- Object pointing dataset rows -
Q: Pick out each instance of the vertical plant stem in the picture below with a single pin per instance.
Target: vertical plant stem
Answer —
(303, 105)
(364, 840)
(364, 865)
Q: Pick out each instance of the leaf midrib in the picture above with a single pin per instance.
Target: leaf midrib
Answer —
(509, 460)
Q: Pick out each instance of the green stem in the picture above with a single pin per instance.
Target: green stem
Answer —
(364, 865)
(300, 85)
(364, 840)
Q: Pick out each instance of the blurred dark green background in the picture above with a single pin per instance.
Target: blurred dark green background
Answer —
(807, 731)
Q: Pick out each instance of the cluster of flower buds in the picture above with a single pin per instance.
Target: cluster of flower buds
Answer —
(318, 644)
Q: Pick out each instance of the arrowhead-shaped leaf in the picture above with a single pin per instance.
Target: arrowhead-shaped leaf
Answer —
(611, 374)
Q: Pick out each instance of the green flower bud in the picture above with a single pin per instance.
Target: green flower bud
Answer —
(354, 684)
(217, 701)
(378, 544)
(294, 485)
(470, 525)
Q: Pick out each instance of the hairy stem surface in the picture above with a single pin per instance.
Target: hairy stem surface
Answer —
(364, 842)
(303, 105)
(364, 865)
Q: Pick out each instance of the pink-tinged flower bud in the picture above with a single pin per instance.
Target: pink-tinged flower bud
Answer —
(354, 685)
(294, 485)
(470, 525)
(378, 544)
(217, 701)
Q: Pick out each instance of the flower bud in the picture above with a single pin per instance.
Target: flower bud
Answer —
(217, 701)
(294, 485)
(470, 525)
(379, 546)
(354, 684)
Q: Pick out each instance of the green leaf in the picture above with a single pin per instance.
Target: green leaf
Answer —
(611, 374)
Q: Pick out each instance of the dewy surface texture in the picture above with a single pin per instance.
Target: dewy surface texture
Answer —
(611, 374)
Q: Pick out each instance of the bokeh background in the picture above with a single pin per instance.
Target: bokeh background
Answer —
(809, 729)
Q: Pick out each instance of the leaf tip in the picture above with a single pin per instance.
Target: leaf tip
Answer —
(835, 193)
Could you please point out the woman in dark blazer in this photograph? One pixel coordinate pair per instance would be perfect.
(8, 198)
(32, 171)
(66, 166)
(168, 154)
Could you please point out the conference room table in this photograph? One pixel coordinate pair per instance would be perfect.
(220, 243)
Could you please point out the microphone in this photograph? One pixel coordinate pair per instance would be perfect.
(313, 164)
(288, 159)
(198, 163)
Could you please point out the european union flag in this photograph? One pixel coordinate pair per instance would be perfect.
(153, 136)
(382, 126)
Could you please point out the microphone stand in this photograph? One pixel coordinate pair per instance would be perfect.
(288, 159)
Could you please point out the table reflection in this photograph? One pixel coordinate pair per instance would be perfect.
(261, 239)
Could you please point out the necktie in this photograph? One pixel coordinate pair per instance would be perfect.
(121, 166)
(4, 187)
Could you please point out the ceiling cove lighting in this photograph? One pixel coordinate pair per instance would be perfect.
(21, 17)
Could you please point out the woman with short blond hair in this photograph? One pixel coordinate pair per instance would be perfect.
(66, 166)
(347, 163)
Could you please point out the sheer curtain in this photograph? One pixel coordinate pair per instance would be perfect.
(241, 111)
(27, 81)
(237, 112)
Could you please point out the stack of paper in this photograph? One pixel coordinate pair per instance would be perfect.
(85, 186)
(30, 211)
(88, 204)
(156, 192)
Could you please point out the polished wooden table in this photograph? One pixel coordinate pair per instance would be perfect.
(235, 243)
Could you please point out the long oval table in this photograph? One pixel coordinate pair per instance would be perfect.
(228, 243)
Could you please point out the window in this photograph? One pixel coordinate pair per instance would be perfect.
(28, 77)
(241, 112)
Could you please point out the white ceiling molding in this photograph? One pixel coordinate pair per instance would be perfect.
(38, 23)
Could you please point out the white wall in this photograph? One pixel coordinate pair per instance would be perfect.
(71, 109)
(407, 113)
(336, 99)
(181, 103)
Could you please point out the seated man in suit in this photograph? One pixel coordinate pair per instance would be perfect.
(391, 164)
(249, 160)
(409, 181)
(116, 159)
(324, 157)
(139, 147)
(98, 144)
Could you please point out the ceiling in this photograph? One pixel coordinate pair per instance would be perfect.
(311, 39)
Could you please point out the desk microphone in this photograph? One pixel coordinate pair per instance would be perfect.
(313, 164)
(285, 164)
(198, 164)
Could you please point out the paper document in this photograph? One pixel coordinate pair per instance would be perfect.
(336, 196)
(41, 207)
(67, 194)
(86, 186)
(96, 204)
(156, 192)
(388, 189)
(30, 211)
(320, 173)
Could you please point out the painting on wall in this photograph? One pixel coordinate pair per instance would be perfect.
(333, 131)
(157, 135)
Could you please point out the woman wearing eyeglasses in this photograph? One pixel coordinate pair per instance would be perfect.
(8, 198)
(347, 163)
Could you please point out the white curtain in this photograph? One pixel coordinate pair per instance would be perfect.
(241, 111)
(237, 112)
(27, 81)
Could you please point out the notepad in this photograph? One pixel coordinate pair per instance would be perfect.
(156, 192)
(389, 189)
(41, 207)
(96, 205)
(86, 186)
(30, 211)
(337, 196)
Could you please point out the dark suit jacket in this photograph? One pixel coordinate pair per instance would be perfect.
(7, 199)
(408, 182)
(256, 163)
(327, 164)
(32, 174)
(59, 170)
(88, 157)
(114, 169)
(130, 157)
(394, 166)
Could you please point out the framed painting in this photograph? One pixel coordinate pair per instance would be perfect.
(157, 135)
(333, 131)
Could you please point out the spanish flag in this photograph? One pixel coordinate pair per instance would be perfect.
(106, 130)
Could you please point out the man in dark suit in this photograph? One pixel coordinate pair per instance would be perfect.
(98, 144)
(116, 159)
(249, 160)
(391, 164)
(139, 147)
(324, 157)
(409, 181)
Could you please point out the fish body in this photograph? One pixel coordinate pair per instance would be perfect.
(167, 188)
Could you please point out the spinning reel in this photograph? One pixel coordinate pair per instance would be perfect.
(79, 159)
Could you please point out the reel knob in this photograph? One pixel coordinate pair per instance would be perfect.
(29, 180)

- STATED PROBLEM -
Give exactly the lines from the one with "Could you please point out the man" to the end of the entries, nothing before them.

- THE RESPONSE -
Could you please point out the man in dark suit in this photograph? One pixel coordinate pair per instance would be perfect.
(98, 144)
(116, 159)
(249, 160)
(391, 164)
(139, 147)
(324, 157)
(409, 181)
Could you please point out the fish body in this photograph? One pixel coordinate pair per instance would be perfect.
(167, 188)
Could you please point out the spinning reel in this photograph? One pixel coordinate pair per instance would be perfect.
(79, 159)
Could you please point out the reel knob in this photograph? One pixel coordinate pair per instance would be perfect.
(29, 180)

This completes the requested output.